Given instruction: Copy out the data word for word, from the line containing "Where can the" through the line containing "Target: bell-shaped chedi", including both of those lines.

The data:
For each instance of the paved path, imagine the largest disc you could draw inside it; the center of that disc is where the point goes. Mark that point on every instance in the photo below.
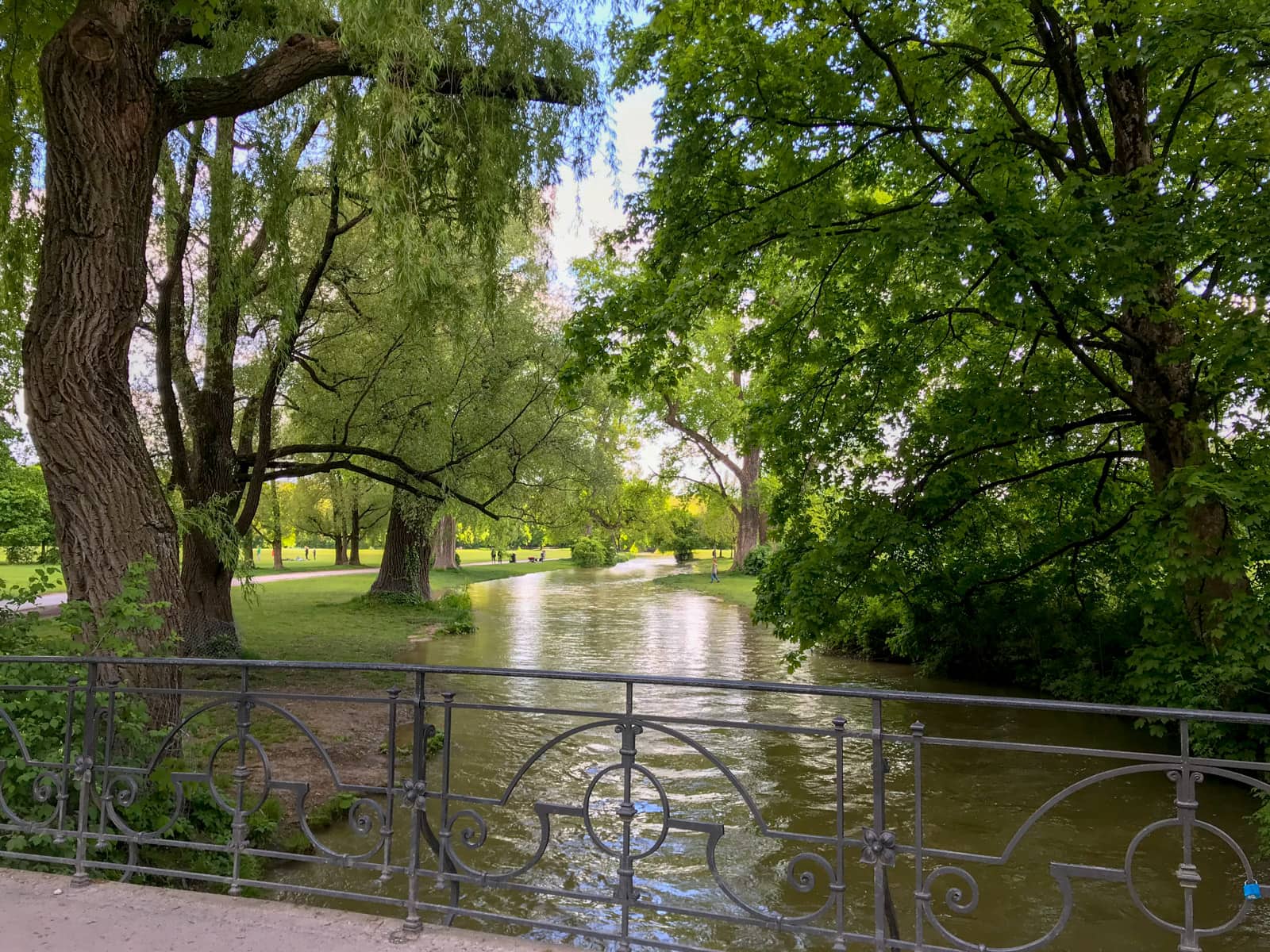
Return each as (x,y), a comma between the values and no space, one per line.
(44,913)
...
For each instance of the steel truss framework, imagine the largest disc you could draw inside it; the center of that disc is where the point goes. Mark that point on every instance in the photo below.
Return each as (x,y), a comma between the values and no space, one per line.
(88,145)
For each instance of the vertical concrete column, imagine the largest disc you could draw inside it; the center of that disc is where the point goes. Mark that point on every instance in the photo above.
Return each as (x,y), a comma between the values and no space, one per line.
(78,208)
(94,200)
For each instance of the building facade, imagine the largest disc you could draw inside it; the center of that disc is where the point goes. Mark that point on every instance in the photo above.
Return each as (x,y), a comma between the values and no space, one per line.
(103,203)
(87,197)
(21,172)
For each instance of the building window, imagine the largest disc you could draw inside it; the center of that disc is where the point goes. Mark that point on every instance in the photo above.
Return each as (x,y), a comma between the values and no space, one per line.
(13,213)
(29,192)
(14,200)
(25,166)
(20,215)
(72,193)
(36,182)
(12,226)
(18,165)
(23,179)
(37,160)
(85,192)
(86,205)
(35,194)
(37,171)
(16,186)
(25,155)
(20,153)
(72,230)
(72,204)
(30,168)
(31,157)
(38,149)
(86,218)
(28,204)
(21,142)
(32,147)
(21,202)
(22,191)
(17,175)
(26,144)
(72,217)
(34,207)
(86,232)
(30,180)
---
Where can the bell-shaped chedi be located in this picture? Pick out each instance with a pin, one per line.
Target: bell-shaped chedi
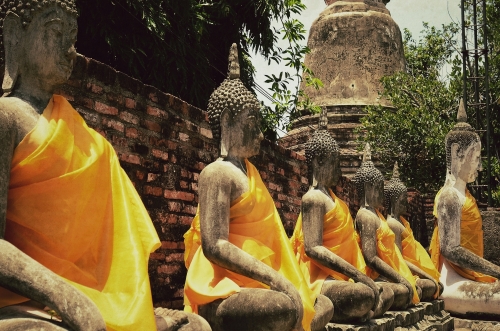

Solution to the exercise:
Where can the bell-shaped chedi be located in this picture? Pick out each instance with a pin, one per line.
Target: bell-shaped chedi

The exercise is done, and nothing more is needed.